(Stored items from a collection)
-- Opening Marker --
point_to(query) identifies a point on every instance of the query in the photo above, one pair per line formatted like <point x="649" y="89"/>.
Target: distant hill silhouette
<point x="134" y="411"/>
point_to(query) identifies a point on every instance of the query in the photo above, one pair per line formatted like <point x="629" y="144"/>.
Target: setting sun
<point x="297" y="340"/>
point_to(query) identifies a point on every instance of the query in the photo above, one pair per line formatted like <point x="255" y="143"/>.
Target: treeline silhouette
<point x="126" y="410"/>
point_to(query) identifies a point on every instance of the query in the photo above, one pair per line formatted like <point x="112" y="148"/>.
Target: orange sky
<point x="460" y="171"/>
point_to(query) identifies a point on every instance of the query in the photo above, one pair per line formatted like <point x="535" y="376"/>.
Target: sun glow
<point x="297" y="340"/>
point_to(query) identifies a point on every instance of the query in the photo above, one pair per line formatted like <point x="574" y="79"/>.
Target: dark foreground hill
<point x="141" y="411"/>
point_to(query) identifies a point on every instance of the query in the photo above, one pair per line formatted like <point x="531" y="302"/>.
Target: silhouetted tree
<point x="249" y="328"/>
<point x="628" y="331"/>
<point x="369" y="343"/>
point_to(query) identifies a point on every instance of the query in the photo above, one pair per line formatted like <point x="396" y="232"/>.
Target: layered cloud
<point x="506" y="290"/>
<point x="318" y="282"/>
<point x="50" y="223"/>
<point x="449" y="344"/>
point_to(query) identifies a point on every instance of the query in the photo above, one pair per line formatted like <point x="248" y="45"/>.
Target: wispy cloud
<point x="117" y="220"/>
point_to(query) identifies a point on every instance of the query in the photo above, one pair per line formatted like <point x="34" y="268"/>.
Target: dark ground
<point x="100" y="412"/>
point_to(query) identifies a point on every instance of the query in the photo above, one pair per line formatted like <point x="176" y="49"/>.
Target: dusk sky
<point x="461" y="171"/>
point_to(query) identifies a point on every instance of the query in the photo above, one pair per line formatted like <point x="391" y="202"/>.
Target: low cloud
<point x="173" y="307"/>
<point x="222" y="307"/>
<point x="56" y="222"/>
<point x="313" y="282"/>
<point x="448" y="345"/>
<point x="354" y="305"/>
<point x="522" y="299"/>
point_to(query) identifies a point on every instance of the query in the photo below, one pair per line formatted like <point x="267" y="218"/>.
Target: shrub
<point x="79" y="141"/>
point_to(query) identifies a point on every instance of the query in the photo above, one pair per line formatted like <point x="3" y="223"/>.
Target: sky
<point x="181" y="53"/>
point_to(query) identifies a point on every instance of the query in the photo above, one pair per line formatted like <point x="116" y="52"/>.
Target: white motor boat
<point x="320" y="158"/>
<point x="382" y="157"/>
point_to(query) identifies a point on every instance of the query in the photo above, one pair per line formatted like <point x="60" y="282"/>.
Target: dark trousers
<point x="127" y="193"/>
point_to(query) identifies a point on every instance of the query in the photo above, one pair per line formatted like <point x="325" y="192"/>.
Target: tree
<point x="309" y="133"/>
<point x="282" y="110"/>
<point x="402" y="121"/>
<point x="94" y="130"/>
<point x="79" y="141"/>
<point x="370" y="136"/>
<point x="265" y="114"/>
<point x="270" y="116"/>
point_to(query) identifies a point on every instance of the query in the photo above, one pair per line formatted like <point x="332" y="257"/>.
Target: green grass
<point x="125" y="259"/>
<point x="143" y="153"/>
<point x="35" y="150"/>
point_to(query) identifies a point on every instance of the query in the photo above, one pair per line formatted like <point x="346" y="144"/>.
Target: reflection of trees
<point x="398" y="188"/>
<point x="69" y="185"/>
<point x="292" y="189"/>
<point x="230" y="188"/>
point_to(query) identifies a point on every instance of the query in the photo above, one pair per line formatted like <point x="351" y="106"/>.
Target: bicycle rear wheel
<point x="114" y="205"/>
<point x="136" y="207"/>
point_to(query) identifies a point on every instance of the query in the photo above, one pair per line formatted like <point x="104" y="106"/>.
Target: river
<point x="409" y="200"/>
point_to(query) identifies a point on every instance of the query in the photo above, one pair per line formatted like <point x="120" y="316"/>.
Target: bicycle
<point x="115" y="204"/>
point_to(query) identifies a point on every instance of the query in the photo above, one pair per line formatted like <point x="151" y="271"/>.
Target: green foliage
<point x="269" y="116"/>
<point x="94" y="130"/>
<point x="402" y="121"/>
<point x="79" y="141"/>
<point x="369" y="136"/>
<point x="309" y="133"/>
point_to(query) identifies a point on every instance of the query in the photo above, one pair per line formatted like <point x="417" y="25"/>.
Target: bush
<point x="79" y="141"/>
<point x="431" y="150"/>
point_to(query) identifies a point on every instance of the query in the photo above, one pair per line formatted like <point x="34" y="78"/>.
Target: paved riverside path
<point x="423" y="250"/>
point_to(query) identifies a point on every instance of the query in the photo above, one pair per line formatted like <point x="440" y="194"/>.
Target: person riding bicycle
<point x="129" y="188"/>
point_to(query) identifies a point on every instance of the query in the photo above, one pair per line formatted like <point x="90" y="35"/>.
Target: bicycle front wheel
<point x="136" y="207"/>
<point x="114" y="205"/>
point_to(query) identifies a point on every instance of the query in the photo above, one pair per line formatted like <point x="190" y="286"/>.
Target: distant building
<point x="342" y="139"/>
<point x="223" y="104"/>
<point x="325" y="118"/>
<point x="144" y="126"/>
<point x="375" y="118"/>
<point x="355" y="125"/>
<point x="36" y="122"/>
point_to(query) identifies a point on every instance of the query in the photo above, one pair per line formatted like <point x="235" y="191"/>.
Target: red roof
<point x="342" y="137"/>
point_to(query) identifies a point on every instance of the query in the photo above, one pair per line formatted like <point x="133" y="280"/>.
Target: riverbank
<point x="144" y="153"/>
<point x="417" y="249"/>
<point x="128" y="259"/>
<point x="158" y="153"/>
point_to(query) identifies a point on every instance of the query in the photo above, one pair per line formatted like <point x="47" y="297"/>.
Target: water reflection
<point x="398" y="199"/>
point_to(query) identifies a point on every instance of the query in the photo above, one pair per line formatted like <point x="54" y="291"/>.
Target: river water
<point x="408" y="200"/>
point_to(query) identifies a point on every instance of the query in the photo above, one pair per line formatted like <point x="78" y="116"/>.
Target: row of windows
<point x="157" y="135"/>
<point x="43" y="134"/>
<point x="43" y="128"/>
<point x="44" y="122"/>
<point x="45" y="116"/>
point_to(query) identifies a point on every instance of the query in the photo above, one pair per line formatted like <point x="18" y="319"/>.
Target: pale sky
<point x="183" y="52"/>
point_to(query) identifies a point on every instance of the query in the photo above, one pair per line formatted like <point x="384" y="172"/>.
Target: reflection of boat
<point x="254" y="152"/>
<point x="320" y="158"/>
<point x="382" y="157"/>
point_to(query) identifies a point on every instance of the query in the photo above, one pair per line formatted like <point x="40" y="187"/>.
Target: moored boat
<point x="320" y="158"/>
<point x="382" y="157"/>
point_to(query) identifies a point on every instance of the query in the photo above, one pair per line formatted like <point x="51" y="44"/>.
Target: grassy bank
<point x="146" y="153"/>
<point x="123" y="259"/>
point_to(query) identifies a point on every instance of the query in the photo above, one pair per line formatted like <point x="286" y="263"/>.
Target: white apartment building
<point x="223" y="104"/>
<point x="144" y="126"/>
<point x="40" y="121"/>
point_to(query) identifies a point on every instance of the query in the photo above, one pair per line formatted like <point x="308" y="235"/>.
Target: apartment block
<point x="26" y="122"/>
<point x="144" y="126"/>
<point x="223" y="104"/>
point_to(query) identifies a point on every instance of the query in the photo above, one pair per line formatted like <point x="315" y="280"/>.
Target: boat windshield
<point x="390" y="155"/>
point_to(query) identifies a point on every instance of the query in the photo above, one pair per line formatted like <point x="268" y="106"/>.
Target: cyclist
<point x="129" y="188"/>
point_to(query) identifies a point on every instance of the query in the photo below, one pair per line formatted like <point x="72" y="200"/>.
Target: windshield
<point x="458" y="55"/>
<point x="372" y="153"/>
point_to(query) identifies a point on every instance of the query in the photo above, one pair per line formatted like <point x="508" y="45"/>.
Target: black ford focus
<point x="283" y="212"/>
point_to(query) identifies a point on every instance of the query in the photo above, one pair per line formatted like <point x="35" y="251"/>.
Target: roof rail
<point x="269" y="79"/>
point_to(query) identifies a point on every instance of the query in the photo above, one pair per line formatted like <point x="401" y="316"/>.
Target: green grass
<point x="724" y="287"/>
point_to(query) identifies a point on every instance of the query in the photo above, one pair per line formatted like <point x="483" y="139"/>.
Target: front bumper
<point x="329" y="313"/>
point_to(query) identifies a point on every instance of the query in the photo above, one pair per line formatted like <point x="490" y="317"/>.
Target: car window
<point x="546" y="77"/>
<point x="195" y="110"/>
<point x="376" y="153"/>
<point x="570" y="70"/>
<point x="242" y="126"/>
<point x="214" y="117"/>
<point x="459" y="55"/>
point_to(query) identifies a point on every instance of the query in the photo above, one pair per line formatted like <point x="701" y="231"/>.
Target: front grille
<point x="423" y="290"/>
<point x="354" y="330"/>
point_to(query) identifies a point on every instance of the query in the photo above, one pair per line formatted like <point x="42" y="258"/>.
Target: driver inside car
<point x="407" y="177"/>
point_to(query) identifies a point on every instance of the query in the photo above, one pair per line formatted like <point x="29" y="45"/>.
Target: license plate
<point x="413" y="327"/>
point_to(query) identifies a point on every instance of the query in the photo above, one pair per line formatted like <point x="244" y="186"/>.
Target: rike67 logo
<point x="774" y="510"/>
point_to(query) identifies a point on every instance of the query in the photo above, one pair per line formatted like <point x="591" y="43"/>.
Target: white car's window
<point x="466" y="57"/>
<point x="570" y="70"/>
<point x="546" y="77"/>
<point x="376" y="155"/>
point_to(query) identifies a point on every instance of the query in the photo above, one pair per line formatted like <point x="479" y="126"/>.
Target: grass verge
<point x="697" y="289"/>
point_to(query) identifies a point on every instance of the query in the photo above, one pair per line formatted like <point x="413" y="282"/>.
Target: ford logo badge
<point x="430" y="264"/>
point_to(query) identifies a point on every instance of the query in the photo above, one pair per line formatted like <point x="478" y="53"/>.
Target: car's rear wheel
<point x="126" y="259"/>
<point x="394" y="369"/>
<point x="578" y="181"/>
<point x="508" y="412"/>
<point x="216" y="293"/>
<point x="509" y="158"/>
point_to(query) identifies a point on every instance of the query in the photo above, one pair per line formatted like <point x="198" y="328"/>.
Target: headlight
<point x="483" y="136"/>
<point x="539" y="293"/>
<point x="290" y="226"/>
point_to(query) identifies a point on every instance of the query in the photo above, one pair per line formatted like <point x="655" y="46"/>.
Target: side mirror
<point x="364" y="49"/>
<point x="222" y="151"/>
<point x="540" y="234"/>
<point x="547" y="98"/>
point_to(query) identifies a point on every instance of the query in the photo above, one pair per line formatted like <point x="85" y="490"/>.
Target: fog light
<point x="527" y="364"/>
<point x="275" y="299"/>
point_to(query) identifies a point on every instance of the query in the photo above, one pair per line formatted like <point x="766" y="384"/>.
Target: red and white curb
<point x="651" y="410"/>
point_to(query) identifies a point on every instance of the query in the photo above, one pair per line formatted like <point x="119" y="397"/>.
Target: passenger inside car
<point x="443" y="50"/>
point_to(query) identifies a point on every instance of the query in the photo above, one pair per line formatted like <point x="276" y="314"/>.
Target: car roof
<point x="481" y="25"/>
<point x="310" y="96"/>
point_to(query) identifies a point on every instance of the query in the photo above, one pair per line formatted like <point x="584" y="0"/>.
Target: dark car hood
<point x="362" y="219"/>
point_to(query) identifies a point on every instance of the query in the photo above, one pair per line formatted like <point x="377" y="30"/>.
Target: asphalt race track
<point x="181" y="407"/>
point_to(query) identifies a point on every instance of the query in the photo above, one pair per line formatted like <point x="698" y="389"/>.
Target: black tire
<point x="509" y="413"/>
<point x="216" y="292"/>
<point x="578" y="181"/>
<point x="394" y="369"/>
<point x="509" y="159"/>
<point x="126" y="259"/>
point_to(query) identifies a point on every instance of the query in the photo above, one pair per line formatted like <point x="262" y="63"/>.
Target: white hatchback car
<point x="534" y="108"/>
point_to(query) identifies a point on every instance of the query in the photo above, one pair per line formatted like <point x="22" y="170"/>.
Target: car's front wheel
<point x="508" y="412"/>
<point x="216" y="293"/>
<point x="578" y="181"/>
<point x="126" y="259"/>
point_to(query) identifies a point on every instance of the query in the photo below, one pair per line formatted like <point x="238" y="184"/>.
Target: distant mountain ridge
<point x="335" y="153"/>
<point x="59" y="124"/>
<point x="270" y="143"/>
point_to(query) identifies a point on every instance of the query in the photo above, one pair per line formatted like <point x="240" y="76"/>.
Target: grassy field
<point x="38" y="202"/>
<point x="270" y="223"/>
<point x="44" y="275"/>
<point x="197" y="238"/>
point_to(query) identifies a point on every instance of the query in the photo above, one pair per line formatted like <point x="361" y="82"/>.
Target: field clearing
-- Closing Marker --
### Action item
Please filter the entries above down to the lines holding "below" and copy them.

### Exercise solution
point_to(query) identifies a point on every instance of the query in the photo below, one pair per line formatted like <point x="267" y="218"/>.
point_to(query) identifies a point on every instance of the query in the photo below, one pair per line formatted like <point x="72" y="200"/>.
point_to(query) identifies a point on every instance of the query in the photo below, one pair per line formatted like <point x="238" y="184"/>.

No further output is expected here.